Text provided =>
#####
Book Review

Shradha Ghale’s Kathmandu Leela: Setting new challenges and standards in novel-writing

Published On: December 21, 2018 09:42 AM NPT


At the very outset, and seemingly offhand, I extract the very first paragraph from Mr. Louis Menand’s latest essay in The New Yorker, of December 10, 2018, which opens in this way:

If a book is good, if it’s artful, entertaining, and informative, should it matter who the author is? Once upon a time, many readers would have said no. It was a longstanding protocol of book appreciation to consider things like gender, sexuality, ethnicity, personal vices, personal virtues (if any), and prior reputation of the author irrelevant to a book’s merits. You could disapprove of a writer’s politics and prejudices if they showed up in the text; otherwise, they were customarily bracketed off. [My emphasis]

Mr Menand’s topic is “Literary Hoaxes and the Ethics of Authorship” and therefore quite out of the context of this review. But the above excerpt applies to the novel and its author under review wherever it is apt and to the mark. By saying so, it also touches all of us who are tagged as ‘Nepali Writers Writing in English’ – NWWiE. These stands will stand out in the following paragraphs.

There are merely a dozen creative writers in the Nepali world of letters at large at present: Two or three Newars, one Chhetri Thapa, some five Bahuns, one Thakuri Singh/Shah, one Limbu, one Gurung, one Lepcha, one Karki, some Madheshis – and now, one Ghale. I include writers of all genres: Long and short fiction, poems, lyrics, plays, criticism, and other literature forms.

They are of different faiths, too: Hindus, atheists, animists, Buddhists, Lamaists, agnostics, Protestant, and the like. The Chhetri, Bahun and Thakuri writers are of high Hindu castes and come with their historical and cultural baggage of feudal and gentrified lines and leanings. They also went to the best of schools and MFA citadels in the West. The Newars are of mixed heritage – mercantilists, bureaucrats, Hindus, Buddhists, and such much. The Limbu and Lepcha authors are Kirantis of the east while the Gurung and Ghale writers belong to west Nepal’s ethnic nationalities. The single Singh/Shah writer hails from southwest Nepal. I also must mention those Rana creative writers, by birth and marriage.
#####
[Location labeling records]

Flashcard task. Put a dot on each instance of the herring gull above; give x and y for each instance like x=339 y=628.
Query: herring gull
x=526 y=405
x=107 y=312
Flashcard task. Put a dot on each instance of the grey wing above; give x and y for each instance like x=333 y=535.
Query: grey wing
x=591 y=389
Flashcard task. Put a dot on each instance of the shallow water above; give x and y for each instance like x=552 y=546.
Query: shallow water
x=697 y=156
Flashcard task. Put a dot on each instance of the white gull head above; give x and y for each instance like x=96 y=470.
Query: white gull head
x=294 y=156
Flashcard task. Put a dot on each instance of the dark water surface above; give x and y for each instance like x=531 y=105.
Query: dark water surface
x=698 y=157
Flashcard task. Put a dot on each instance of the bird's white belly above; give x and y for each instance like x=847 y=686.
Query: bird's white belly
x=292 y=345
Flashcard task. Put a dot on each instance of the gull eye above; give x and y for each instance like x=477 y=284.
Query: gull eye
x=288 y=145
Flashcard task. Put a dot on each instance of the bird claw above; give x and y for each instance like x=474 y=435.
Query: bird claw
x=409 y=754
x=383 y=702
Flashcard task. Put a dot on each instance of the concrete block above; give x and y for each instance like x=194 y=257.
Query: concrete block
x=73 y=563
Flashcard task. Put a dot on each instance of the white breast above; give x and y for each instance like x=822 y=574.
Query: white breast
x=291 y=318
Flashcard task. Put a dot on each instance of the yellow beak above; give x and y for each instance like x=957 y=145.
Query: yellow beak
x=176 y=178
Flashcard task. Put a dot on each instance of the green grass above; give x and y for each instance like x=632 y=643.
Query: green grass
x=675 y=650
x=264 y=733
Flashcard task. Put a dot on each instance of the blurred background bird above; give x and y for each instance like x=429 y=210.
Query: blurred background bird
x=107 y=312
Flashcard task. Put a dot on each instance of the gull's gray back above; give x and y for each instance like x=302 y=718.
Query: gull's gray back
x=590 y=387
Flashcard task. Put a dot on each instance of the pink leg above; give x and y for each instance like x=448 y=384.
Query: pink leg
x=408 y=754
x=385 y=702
#####
Exercise task 1 =>
Set down the passage of the book review starting with "Mr Menand’s topic" and going on through "other literature forms.", word for word.
Exercise task 2 =>
Resume the book review on Kathmandu Leela from where it stops.
The records are separate material and are not part of the book review.

Result 1 =>
Mr Menand’s topic is “Literary Hoaxes and the Ethics of Authorship” and therefore quite out of the context of this review. But the above excerpt applies to the novel and its author under review wherever it is apt and to the mark. By saying so, it also touches all of us who are tagged as ‘Nepali Writers Writing in English’ – NWWiE. These stands will stand out in the following paragraphs.

There are merely a dozen creative writers in the Nepali world of letters at large at present: Two or three Newars, one Chhetri Thapa, some five Bahuns, one Thakuri Singh/Shah, one Limbu, one Gurung, one Lepcha, one Karki, some Madheshis – and now, one Ghale. I include writers of all genres: Long and short fiction, poems, lyrics, plays, criticism, and other literature forms.

Result 2 =>
The Nepali cosmos, therefore, is not as homogenous as, say, Korea or Japan, and the social and economic backgrounds of the writers are also varied: Some of us subaltern writers have been to dusty and vernacular mofussil schools in the Himalayan hills while the privileged ones of the cities have been educated in the best institutions of the world. Roughly speaking, the writers in Nepal have Kathmandu as their hometown or homing destination, and our creative brethren outside hail from Gangtok and are dispersed in Indian cities and abroad.

Shradha Ghale is an exception to me. Born of a western Ghale and an eastern Bantawa Rai parents, her original clan place happens to be Bhojpur which is focally between the west and the Kirant. Another exception is Shradha’s translocation in Kathmandu, it being her birthplace and everything after that. More of it will follow in the following lines.

As soon as I finished reading “The Wayward Girl: A Kathmandu Story” by Shradha Ghale, I realized that the old school of novel-writing by the NWWiE in Nepal and outside are over and done with. Here is a work of fiction that is originally different from the previous narratives written, as if with constipated grunts, in forced and foreign forms with mainly ‘development’ and ‘advocacy’ contents. That this new thunderbolt is hurled by an under-40 female writer in her debut novel is a proper death sentence on the privileged jury of Nepalis writing in English hitherto: That Nepali writers must reinvent and remodel themselves in their next body of works, and that their days of “interesting” writing are now over.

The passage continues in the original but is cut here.